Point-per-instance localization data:

============================================================

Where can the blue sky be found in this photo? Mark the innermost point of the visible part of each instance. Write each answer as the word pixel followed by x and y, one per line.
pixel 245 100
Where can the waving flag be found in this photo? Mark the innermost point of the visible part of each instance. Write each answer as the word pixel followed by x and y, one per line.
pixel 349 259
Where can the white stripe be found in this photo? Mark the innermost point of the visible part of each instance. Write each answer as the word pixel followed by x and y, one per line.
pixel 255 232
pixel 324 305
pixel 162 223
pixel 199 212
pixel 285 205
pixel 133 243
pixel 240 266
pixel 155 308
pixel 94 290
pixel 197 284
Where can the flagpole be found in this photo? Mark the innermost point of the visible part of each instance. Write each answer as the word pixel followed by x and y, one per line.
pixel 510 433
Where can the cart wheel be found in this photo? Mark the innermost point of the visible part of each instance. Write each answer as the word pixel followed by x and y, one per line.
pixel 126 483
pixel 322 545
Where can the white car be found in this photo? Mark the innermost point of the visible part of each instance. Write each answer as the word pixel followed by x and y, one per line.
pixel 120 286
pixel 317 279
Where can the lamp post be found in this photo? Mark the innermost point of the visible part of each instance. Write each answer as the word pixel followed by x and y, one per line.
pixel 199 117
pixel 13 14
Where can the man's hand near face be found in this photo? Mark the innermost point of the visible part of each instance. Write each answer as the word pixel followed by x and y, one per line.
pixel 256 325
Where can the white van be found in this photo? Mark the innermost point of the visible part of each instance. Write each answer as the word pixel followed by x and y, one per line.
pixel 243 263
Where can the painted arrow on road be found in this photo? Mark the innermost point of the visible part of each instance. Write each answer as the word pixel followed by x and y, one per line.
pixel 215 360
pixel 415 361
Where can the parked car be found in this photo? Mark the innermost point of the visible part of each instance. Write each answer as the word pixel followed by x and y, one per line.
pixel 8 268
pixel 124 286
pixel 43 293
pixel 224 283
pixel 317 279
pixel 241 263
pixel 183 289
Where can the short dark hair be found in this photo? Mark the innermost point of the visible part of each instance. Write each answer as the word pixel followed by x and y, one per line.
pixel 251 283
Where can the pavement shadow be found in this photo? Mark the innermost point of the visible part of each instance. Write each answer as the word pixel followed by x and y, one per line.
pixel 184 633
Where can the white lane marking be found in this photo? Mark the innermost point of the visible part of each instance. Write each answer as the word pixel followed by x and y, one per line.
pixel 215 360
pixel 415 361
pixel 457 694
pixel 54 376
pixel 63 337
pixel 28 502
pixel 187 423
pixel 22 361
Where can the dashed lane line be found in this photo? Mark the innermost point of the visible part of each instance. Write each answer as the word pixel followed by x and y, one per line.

============================================================

Repeat the full set of records above character for character.

• FINISHED EXERCISE:
Where can the blue sky be found in this photo? Mark the innermost point of the visible part of each instance. Write each answer as the word pixel followed by x and y, one per line.
pixel 245 100
Where can the waving flag be found in this photo? Mark the innermost point of the visible part of each instance. Write each answer as the word pixel followed by x and y, one per line.
pixel 349 259
Where can the white stripe be found in this photo? Mark the innermost point of the visible part of each instance. Write each answer as the word pixel followed by x and y, one per line.
pixel 255 232
pixel 324 305
pixel 162 223
pixel 199 212
pixel 285 205
pixel 133 243
pixel 240 266
pixel 155 308
pixel 94 290
pixel 197 284
Where can the flagpole be found in this photo? Mark the innermost point of the visible part of each instance. Write each answer as the word pixel followed by x and y, one per line.
pixel 510 433
Where can the cart wheel be found in this photo? Mark the innermost point of the visible part of each instance. Write each answer as the word pixel followed by x and y, one per line.
pixel 126 483
pixel 322 545
Where can the white car be found in this photo? Mark the innermost point of the visible part of each instance. Write each answer as the word pixel followed by x and y, one per line.
pixel 120 286
pixel 317 279
Where can the lamp post be found in this photo? Mark the innermost point of the visible part of each instance. Write each answer as the word pixel followed by x and y, one per line.
pixel 199 117
pixel 13 14
Where can the man's hand near face be found in this photo? Mark the innermost point of the visible part of each instance. Write each answer as the word pixel followed by x and y, one per line.
pixel 256 325
Where can the white van be found in this photo? Mark the innermost point of the visible part of each instance. Write each answer as the word pixel followed by x and y, one per line.
pixel 243 263
Where can the painted arrow on road be found in this photo? Mark the innermost point of the visible part of each instance. Write each answer as the word pixel followed by x and y, one per line.
pixel 215 360
pixel 415 361
Where can the parked car be found in this photo? Mark the innermost point of the visible part of each instance. Write each answer as the word pixel followed by x and y, one per line.
pixel 8 268
pixel 124 286
pixel 43 293
pixel 224 283
pixel 317 279
pixel 241 263
pixel 183 289
Where can the short dark hair be found in this photo? Mark the innermost point of the visible part of each instance. Write each answer as the word pixel followed by x and y, one per line.
pixel 251 283
Where can the pavement shadow be found in this photo? Mark the innermost point of the visible part of each instance. Write each answer as the word pixel followed by x and y, one per line.
pixel 184 633
Where can the white lane marking be found in this photo? Mark the innermost point of the visible part of each instance. Write each answer as the word pixel followed by x and y, one per line.
pixel 215 360
pixel 415 361
pixel 457 694
pixel 54 376
pixel 63 337
pixel 28 502
pixel 187 423
pixel 22 361
Where can the dashed lane line be found in this photo? Mark the innermost point of the visible part of each instance. Write each answer as the word pixel followed by x and y, one per line.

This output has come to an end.